The trouble is, my instructor at the Academy is now following USA Taekwondo rules about not promoting his own students, which means that, in order for him to conduct a test, he needs to bring in an instructor from the outside. And, this time at least, that instructor was only available during the school day. That's all well and good for the kids, but of course I'm working then.
Sure, I probably could have worked it out for someone to cover me for the length of a test, but I really don't want to be that guy who looks for enablers so he can do personal business on company time. I told my instructor this; he understands, but since he doesn't have another instructor at his beck and call all the time, my green belt test has been postponed to a date and time to be determined.
Since discovering this, I have slacked off on my taekwondo training in favor of more aikido and shorter workouts. The kids were at a tournament last weekend, so it's been a week-and-a-half since I've actually trained in the dojang. I haven't felt the drive. I haven't been in the mood. It's hard to convince myself to keep practicing for a test without any promise that the test is, in fact, coming.
I can't honestly say I'm sure I'll ever have the opportunity to test. My instructor is not professionally obligated to me the way he is to the kids. What's more, i'm still not sure the Academy, my source of taekwondo, will even be around after this school year. It seems I must return to a rather stubborn question: do I really need taekwondo?
I do have aikido, an art that both challenges and fascinates me. And taekwondo, at least as it is available to me at the Academy, does not really seem to be meeting my needs. The trouble is, there clearly are needs, needs that are slipping through the cracks in my aikido training. That, as I have explained before, is the whole reason I've kept crawling back to taekwondo.
So if I'm going to abandon taekwondo for good, now a more attractive prospect than ever, one of three things has to happen:
I need to find something to replace the physicality and martial mindset of taekwondo,
I need to make peace with the occasional lack thereof in aikido, or
I need to find something that would satisfactorily replace both.

Position annotation items:
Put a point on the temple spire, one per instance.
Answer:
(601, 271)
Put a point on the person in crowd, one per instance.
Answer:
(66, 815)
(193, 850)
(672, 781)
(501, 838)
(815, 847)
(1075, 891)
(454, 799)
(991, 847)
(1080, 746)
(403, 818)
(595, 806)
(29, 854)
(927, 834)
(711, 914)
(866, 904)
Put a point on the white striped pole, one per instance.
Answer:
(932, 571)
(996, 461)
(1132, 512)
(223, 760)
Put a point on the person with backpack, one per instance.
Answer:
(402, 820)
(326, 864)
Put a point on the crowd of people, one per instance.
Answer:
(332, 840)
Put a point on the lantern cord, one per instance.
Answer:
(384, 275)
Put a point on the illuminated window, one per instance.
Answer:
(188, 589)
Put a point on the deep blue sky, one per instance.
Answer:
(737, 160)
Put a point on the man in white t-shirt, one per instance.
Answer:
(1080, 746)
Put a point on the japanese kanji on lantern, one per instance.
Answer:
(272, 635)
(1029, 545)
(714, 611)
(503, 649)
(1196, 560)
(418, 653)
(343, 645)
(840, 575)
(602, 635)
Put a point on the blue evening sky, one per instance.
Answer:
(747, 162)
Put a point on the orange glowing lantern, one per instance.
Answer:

> STATED PROBLEM 1: Condense the paragraph of the taekwondo post that begins "Sure, I probably could have worked it out" into a short bulleted list, keeping its main facts.
> STATED PROBLEM 2: Extend the taekwondo post past its final line, the third option about finding something that would satisfactorily replace both.
The items play no part in the work that follows.

> EXPECTED OUTPUT 1:
- Arranging coverage at work for the length of a test might have been possible, but the writer doesn't want to use company time for personal business.
- The writer explained this to the instructor, who understands.
- The instructor doesn't always have another instructor available.
- The green belt test is postponed to a date and time still to be determined.

> EXPECTED OUTPUT 2:
The first option seems impossible in terms of time and money without abandoning aikido, and the third option doesn't seem to exist at all, at least not at an affordable rate on the south side of Milwaukee. So I guess I'm left with the second.
I keep going round and round in these arguments with myself, and aikido and I always end up together at the end. Maybe this is the way it's meant to go.
I think I hear Peter Cetera singing somewhere.
But if I am to be solely an aikidoka, I am, at some point, going to have to address the problems I see in my aikido, the problems I have been trying to address with taekwondo. I'm not singularly obsessed with combat effectiveness, but I do need to be sure that what I'm learning is a real martial art. And right now, I'm not, at least not always.
Maybe there's nothing a not-quite-sixth kyu can do about that within the confines of the dojo. I am more or less at the mercy of my instructors at this level. But if I stay aikido's course and continue to gain experience and skill, the time will eventually come when I must take responsibility for my art, when I must start making it into what I need it to be in my life.
What will that entail? Seeking out new instructors? Traveling to far-away seminars? More crosstraining? Maybe. But whatever it is, I'm almost sure, even now, that it will eventually require something more than just showing up to the dojo at my regular times. Am I ready for that?
I'm not sure. But for now, it seems that, for better or for worse, aikido must be my journey.